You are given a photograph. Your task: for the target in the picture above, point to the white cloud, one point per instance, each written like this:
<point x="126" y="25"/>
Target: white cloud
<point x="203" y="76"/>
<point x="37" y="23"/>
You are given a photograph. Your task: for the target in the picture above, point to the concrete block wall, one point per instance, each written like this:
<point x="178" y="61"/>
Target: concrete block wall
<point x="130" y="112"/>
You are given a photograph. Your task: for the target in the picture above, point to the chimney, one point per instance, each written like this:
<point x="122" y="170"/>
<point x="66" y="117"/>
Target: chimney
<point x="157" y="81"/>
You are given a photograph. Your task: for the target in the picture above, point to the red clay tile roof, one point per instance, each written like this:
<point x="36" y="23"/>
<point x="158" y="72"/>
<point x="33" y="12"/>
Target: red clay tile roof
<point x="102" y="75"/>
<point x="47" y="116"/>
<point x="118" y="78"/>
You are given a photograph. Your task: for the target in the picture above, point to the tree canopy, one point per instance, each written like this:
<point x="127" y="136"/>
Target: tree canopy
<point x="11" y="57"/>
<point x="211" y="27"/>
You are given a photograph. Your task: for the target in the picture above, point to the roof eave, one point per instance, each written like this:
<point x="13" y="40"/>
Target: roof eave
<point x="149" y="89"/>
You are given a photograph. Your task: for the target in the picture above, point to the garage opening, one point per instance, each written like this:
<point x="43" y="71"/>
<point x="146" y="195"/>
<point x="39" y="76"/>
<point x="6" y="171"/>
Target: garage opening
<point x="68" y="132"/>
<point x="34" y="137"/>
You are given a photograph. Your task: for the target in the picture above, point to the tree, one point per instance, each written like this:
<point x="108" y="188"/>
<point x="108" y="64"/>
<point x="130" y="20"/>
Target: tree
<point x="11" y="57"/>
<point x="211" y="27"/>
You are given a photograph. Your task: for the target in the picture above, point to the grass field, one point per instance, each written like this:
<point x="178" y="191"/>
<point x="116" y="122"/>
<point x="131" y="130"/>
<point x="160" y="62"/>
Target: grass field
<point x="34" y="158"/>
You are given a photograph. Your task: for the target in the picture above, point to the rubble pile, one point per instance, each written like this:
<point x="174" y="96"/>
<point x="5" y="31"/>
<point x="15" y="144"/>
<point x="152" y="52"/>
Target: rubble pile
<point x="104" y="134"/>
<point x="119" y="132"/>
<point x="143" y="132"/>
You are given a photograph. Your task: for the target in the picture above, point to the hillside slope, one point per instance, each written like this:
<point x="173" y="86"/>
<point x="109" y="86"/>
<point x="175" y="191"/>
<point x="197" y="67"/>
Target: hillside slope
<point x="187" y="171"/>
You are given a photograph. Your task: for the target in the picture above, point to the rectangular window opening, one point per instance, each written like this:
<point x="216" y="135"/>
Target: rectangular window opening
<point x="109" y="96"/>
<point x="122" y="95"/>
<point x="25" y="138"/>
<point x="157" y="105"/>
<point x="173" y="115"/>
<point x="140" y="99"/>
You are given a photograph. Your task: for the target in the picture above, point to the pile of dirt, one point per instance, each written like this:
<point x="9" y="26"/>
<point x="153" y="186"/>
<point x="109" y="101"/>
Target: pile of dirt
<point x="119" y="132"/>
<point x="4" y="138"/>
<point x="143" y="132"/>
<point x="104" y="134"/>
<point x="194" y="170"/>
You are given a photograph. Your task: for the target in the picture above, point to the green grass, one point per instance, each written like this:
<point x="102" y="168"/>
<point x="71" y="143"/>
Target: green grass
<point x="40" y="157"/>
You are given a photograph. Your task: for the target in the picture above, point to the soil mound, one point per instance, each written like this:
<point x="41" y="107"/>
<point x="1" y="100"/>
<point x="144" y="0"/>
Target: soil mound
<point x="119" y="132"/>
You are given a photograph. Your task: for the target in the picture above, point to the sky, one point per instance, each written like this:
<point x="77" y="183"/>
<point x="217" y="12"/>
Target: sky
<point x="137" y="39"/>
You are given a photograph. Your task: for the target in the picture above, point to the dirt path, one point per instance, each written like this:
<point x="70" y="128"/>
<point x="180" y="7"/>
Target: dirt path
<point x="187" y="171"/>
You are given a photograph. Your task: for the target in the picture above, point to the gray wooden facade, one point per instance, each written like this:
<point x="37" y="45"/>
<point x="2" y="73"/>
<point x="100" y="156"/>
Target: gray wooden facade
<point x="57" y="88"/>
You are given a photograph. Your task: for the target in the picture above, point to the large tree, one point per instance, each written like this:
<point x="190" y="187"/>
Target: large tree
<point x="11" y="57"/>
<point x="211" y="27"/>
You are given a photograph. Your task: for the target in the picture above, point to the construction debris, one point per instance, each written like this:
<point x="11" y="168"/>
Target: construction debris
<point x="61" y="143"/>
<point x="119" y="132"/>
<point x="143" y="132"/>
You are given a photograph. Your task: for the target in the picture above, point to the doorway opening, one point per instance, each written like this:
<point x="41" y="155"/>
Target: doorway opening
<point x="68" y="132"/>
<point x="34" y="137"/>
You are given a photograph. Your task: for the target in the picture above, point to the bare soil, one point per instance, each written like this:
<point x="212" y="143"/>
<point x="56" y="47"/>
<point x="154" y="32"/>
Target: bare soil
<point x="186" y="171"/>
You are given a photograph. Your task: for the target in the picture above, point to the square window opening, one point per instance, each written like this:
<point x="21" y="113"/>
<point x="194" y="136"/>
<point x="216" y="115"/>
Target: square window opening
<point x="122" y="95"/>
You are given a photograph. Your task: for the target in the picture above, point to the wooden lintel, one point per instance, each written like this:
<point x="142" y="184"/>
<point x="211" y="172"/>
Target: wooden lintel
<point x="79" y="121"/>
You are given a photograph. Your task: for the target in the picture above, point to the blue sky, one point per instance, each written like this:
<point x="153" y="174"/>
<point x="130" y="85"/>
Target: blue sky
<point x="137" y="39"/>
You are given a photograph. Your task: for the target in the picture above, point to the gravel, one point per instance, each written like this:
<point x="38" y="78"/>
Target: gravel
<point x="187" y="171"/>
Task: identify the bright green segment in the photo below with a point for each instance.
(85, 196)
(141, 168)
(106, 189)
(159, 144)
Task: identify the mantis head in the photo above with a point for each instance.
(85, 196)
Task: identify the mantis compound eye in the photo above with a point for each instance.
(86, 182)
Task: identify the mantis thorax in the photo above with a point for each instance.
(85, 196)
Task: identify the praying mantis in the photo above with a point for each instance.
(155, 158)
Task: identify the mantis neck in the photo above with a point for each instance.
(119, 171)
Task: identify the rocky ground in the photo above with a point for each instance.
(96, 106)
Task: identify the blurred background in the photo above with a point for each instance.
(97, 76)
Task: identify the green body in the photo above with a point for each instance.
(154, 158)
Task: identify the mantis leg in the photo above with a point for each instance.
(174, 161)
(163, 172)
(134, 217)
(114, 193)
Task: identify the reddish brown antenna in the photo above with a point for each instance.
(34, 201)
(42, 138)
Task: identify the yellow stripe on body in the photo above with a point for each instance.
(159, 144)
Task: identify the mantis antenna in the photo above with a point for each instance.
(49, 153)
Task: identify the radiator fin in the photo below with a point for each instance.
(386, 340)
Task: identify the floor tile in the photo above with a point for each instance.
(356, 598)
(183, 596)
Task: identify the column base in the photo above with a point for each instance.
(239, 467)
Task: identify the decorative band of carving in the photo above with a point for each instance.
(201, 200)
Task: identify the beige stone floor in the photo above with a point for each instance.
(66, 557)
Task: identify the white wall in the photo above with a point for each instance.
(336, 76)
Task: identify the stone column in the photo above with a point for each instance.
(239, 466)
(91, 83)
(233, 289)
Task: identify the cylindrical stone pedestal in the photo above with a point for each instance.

::::::::

Give the entries again in full, exactly as they are written.

You are given a photograph. Your task: for the target in the picture above, point to the white cloud, one point per instance, each written like this:
<point x="126" y="25"/>
Target: white cloud
<point x="203" y="76"/>
<point x="37" y="23"/>
You are given a photograph. Your task: for the target in the picture above, point to the concrete block wall, one point per instance, each written like this:
<point x="178" y="61"/>
Target: concrete block wall
<point x="130" y="112"/>
You are given a photograph. Your task: for the target in the picture above, point to the chimney, one point per instance, each written like this:
<point x="122" y="170"/>
<point x="66" y="117"/>
Target: chimney
<point x="157" y="81"/>
You are given a photograph. Your task: for the target in the picture above, point to the red clay tile roof, one point per instance, each written like this:
<point x="36" y="23"/>
<point x="158" y="72"/>
<point x="33" y="12"/>
Target: red clay tile roof
<point x="102" y="75"/>
<point x="47" y="116"/>
<point x="118" y="78"/>
You are given a photograph. Your task: for the target in the picture above, point to the tree canopy, one point per instance, each written like this:
<point x="127" y="136"/>
Target: tree canopy
<point x="11" y="57"/>
<point x="211" y="27"/>
You are given a photograph. Your task: for the target in the picture above, point to the roof eave, one point per instance, each written like this:
<point x="13" y="40"/>
Target: roof eave
<point x="149" y="89"/>
You are given a photograph. Your task: for the target in the picture above, point to the garage opening, one point per instance, each written like this:
<point x="43" y="71"/>
<point x="146" y="195"/>
<point x="39" y="76"/>
<point x="6" y="171"/>
Target: garage opening
<point x="68" y="132"/>
<point x="34" y="137"/>
You are given a photograph. Your task: for the target in the picture above, point to the tree, one point per instance, each written like this:
<point x="108" y="188"/>
<point x="108" y="64"/>
<point x="130" y="20"/>
Target: tree
<point x="11" y="57"/>
<point x="211" y="27"/>
You are given a photograph. Your task: for the target in the picture above, point to the grass field, one point per instance, each written like this:
<point x="178" y="191"/>
<point x="116" y="122"/>
<point x="131" y="130"/>
<point x="160" y="62"/>
Target: grass field
<point x="34" y="158"/>
You are given a photograph. Your task: for the target in the picture above, point to the rubble pile, one point per instance, each written like this:
<point x="174" y="96"/>
<point x="5" y="31"/>
<point x="15" y="144"/>
<point x="152" y="52"/>
Target: rubble pile
<point x="104" y="134"/>
<point x="119" y="132"/>
<point x="143" y="132"/>
You are given a photograph. Your task: for the target in the picture above, point to the hillside slope, one point per instance, each written like this:
<point x="173" y="86"/>
<point x="109" y="86"/>
<point x="175" y="191"/>
<point x="197" y="67"/>
Target: hillside slope
<point x="187" y="171"/>
You are given a photograph. Your task: for the target in the picture above, point to the rectangular window opening, one point per instance, each written like this:
<point x="216" y="135"/>
Target: rectangular window opening
<point x="109" y="96"/>
<point x="122" y="95"/>
<point x="25" y="138"/>
<point x="157" y="105"/>
<point x="173" y="115"/>
<point x="140" y="99"/>
You are given a photograph. Your task: for the target in the picture above, point to the pile of dirt, one point per instance, each written like this:
<point x="9" y="26"/>
<point x="153" y="186"/>
<point x="109" y="101"/>
Target: pile of dirt
<point x="119" y="132"/>
<point x="4" y="138"/>
<point x="143" y="132"/>
<point x="104" y="134"/>
<point x="194" y="170"/>
You are given a photograph. Your task: for the target in the picture above, point to the green grass, one point per instance, each written like this:
<point x="102" y="168"/>
<point x="71" y="143"/>
Target: green grass
<point x="40" y="157"/>
You are given a photograph. Your task: for the target in the picture above, point to the soil mound, one point per instance, each written like this:
<point x="41" y="107"/>
<point x="1" y="100"/>
<point x="144" y="0"/>
Target: soil mound
<point x="119" y="132"/>
You are given a photograph. Your task: for the target in the picture above, point to the sky, one point per instance, each written like this:
<point x="77" y="183"/>
<point x="217" y="12"/>
Target: sky
<point x="137" y="39"/>
You are given a photograph. Your task: for the target in the picture above, point to the dirt path, one point per instance, each written like this:
<point x="70" y="128"/>
<point x="180" y="7"/>
Target: dirt path
<point x="187" y="171"/>
You are given a photograph. Your task: for the target in the picture above, point to the gray wooden facade, one point per instance, each written like this:
<point x="37" y="45"/>
<point x="2" y="73"/>
<point x="100" y="156"/>
Target: gray wooden facade
<point x="57" y="88"/>
You are given a photograph. Your task: for the target in the picture above, point to the large tree, one point per instance, each written like this:
<point x="190" y="187"/>
Target: large tree
<point x="11" y="57"/>
<point x="211" y="27"/>
You are given a photograph. Your task: for the target in the picture above, point to the construction debris, one point per instance, each written like this:
<point x="11" y="168"/>
Target: construction debris
<point x="61" y="143"/>
<point x="119" y="132"/>
<point x="143" y="132"/>
You are given a photograph. Your task: for the target in the picture above, point to the doorway opening, one point per instance, each written like this:
<point x="41" y="155"/>
Target: doorway opening
<point x="68" y="132"/>
<point x="34" y="137"/>
You are given a photograph. Your task: for the target in the picture above, point to the bare soil, one point per instance, each written like this:
<point x="212" y="143"/>
<point x="56" y="47"/>
<point x="154" y="32"/>
Target: bare soil
<point x="186" y="171"/>
You are given a photograph. Your task: for the target in the picture above, point to the square window opening, one point per instance, each written like this:
<point x="21" y="113"/>
<point x="194" y="136"/>
<point x="216" y="115"/>
Target: square window opening
<point x="122" y="95"/>
You are given a photograph. Your task: for the target in the picture above, point to the wooden lintel, one point per instance, each written like this:
<point x="142" y="184"/>
<point x="211" y="172"/>
Target: wooden lintel
<point x="79" y="121"/>
You are given a photograph. Your task: for the target in the picture above, point to the blue sky, one point per instance, each written like this:
<point x="153" y="174"/>
<point x="130" y="85"/>
Target: blue sky
<point x="137" y="39"/>
You are given a photograph. Your task: for the target in the picture above, point to the gravel, one point per instance, each written like this:
<point x="38" y="78"/>
Target: gravel
<point x="187" y="171"/>
Task: identify the bright green segment in the photo below with a point for each instance.
(85, 196)
(141, 168)
(106, 189)
(159, 144)
Task: identify the mantis head in the photo above with a point for each instance.
(85, 196)
Task: identify the mantis compound eye in the photo above with a point for each instance.
(86, 182)
Task: identify the mantis thorax in the photo above with a point for each instance.
(85, 196)
Task: identify the praying mantis in the photo above with a point for each instance.
(155, 158)
Task: identify the mantis neck in the photo above with a point for each instance.
(119, 171)
Task: identify the rocky ground in the photo above with a point for each instance.
(96, 106)
Task: identify the blurred background in the photo above with a point for each instance.
(97, 76)
Task: identify the green body in the photo above with a point for each instance.
(154, 158)
Task: identify the mantis leg in the photo above with a point for each instance.
(174, 161)
(163, 172)
(134, 217)
(114, 193)
Task: identify the reddish brown antenna in the photo above with a point for each instance.
(34, 201)
(42, 138)
Task: identify the yellow stripe on body in the photo above with a point for each instance.
(159, 144)
Task: identify the mantis antenna in the photo above with a point for each instance.
(49, 153)
Task: identify the radiator fin in the photo below with a point for each instance.
(386, 340)
Task: identify the floor tile in the photo above with a point for each instance.
(356, 598)
(183, 596)
Task: identify the column base in the photo above with a point for each instance.
(239, 467)
Task: identify the decorative band of carving in the photo above with a point for each instance.
(201, 200)
Task: identify the beige stone floor in the photo above with a point for each instance.
(66, 557)
Task: identify the white wall in the photo above with a point for each instance.
(336, 76)
Task: identify the stone column in the photo above with a point for each instance.
(239, 466)
(91, 83)
(233, 289)
Task: identify the cylindrical stone pedestal in the photo above with a point for each instance.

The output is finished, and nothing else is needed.